◆ **SET PROBLEM**: Find the line that contains "Acceptance check — pointer output.". Repeat that line and all lines following it, exactly, through the end of the listing below.

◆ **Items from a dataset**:
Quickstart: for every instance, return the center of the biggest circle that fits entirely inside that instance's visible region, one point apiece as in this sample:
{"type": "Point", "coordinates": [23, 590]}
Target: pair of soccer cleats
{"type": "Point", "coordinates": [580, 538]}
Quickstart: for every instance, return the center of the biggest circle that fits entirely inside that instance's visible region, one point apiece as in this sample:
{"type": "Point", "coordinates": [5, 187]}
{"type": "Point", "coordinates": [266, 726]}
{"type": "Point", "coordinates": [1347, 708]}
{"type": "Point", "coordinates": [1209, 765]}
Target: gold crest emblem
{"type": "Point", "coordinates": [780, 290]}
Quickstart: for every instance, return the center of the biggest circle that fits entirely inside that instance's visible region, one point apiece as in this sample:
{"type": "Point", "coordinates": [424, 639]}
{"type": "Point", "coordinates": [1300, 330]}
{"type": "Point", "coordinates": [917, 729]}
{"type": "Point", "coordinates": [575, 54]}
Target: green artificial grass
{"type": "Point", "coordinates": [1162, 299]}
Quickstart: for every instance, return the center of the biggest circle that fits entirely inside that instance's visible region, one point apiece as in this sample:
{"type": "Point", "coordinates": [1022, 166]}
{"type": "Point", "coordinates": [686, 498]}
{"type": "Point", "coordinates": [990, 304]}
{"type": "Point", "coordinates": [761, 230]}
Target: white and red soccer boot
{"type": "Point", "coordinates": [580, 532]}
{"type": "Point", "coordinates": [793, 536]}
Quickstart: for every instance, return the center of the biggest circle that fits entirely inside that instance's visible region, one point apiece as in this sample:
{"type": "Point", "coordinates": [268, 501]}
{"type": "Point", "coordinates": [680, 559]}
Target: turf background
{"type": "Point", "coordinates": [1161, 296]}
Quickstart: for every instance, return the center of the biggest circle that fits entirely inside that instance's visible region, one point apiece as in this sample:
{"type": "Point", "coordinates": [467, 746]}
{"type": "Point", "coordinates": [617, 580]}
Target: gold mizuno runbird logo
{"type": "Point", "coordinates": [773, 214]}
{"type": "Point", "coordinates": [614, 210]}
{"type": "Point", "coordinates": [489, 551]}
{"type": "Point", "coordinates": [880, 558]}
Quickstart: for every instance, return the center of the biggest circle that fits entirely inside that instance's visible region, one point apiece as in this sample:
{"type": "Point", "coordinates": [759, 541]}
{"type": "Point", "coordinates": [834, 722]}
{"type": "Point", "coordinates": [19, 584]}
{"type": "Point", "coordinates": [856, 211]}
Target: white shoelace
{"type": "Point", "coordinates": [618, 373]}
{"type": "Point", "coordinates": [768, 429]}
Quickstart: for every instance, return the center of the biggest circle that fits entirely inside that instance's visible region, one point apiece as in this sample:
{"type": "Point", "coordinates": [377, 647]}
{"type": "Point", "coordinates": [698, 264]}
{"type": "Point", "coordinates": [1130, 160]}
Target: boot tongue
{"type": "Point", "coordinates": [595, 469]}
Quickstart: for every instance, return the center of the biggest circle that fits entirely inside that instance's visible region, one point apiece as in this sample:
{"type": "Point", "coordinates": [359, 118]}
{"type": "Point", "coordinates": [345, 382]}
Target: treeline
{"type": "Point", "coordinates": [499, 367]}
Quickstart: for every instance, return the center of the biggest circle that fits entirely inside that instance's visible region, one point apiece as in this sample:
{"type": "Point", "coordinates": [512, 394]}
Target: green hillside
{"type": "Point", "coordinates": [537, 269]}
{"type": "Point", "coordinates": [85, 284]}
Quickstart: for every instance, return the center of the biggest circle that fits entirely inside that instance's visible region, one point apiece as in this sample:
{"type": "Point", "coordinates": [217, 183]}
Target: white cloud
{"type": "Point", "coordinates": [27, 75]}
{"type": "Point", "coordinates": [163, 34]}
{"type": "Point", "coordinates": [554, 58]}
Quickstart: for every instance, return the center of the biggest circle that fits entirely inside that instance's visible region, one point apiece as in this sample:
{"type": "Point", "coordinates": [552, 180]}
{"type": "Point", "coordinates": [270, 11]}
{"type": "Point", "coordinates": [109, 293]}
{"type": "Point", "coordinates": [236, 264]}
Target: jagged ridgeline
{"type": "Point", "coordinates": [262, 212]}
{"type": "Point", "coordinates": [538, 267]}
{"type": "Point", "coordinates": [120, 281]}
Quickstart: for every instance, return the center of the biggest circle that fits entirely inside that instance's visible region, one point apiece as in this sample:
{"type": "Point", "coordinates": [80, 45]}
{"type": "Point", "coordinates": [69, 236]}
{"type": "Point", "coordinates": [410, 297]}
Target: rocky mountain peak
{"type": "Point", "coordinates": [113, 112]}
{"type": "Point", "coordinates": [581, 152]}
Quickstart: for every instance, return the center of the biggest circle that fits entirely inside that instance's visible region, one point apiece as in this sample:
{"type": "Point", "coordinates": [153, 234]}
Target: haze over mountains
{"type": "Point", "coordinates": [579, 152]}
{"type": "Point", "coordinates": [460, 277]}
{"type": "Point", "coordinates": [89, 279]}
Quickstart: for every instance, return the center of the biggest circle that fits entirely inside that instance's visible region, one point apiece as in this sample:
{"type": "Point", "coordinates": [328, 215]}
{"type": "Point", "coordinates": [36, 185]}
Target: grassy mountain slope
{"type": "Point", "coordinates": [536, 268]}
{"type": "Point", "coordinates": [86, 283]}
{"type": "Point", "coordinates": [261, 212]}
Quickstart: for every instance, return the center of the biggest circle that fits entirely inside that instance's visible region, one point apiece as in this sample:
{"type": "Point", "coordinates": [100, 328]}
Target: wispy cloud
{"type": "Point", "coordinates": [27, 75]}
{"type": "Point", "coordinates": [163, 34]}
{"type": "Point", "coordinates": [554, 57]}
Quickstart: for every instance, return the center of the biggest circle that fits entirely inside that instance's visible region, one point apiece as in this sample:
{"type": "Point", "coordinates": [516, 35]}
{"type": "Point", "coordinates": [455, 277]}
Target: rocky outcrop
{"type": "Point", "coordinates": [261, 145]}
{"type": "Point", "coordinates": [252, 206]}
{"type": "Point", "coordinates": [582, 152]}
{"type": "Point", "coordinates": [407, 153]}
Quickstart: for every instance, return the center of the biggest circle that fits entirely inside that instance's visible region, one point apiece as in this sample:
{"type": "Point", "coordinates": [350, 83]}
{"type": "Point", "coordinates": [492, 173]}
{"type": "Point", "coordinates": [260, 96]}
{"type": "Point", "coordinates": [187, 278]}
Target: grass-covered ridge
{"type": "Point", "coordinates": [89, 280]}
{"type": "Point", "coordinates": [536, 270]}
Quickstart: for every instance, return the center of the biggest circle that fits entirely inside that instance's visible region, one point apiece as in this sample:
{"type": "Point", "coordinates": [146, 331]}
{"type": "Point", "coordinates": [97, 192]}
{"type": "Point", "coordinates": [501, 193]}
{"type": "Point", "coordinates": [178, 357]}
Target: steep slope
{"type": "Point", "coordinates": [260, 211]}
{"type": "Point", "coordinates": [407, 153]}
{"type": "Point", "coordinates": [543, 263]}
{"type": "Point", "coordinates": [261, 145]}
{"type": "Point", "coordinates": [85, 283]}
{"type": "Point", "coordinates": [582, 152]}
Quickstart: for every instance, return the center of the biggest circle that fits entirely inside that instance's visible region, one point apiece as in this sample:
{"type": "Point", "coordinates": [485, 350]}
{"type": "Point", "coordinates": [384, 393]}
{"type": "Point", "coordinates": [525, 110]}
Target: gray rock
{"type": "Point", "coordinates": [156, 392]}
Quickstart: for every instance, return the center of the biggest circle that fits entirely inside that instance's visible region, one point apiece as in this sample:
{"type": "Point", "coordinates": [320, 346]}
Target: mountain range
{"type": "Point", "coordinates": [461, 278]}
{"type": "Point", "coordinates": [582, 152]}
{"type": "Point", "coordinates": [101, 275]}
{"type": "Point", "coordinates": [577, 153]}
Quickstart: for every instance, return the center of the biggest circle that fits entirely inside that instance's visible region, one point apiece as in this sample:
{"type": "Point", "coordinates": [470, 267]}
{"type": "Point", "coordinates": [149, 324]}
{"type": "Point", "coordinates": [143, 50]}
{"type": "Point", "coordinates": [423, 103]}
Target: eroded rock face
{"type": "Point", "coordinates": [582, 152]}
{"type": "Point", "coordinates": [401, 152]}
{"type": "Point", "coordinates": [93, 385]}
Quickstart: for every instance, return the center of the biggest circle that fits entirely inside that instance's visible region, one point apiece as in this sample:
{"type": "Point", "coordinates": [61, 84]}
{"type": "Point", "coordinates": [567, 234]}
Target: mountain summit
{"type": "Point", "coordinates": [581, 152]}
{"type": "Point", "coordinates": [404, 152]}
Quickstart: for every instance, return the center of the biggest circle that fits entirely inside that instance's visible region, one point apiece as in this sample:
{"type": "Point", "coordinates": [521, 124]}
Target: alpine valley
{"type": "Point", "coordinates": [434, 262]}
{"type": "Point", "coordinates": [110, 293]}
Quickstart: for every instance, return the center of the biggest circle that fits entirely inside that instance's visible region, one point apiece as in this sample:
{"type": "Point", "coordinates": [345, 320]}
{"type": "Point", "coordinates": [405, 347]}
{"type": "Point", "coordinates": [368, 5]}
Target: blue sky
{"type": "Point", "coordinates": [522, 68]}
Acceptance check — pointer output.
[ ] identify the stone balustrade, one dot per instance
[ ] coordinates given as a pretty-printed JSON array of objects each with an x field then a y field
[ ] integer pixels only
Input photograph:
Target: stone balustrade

◆ **RESPONSE TO THE EXERCISE**:
Acceptance check — pointer output.
[ ] identify the stone balustrade, one dot per instance
[ ] coordinates given as a pretty-printed JSON array of objects each with an x field then a y field
[ ] integer pixels only
Input photograph:
Target: stone balustrade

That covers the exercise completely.